> _Given passage_:
++++
This appendix contains a minimal implementation of a vector and string class for 
compilers that do not support the sTL. 


B.1. First-Class versus Second-Class Objects 


Computer scientists who study programming languages often designate certain 
language constructs as being first-class objects or second-class objects. The exact 
definition of these terms is somewhat imprecise, but the general idea is that first- 
class objects can be manipulated in all the “usual ways” without special cases 
and exceptions, whereas second-class objects can be manipulated in only certain 
restricted ways. 

What are the “usual ways”? In the specific case of C++, these might include 
such things as using the assignment operator (operator=) and copy constructors to 
make complete copies, having a destructor that performs memory management, and, 
where meaningful, comparison operators such as == and <. First-class objects can be 
used as generic template parameters with no need to worry about special cases.
++++
> _Data extract_:
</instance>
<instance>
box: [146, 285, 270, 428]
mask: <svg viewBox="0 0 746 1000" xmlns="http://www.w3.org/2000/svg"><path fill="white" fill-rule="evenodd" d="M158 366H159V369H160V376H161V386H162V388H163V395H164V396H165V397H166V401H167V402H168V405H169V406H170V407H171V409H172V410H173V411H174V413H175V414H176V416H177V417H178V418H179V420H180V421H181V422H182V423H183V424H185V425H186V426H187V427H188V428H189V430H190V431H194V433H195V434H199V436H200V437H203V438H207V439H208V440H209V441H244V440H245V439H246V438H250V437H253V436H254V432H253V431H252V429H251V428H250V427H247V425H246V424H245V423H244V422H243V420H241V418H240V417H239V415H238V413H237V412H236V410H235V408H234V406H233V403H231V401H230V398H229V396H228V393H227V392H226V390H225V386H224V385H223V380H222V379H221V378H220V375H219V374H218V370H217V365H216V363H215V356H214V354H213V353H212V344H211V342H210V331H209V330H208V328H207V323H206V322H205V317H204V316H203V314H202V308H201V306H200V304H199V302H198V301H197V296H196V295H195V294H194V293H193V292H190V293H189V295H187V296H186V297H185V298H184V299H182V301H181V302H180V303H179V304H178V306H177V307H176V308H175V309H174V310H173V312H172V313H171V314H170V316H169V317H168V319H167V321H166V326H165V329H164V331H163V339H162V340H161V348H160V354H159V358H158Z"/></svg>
++++
> _Exercises to complete_:
(1) From the passage on first-class and second-class objects, return the stretch from "This appendix contains" through "restricted ways.", copied word for word.
(2) In the passage on first-class and second-class objects, which kind of objects can be manipulated in only certain restricted ways?

> _Results of the tasks_:
(1)
This appendix contains a minimal implementation of a vector and string class for 
compilers that do not support the sTL. 


B.1. First-Class versus Second-Class Objects 


Computer scientists who study programming languages often designate certain 
language constructs as being first-class objects or second-class objects. The exact 
definition of these terms is somewhat imprecise, but the general idea is that first- 
class objects can be manipulated in all the “usual ways” without special cases 
and exceptions, whereas second-class objects can be manipulated in only certain 
restricted ways.

(2) Second-class objects.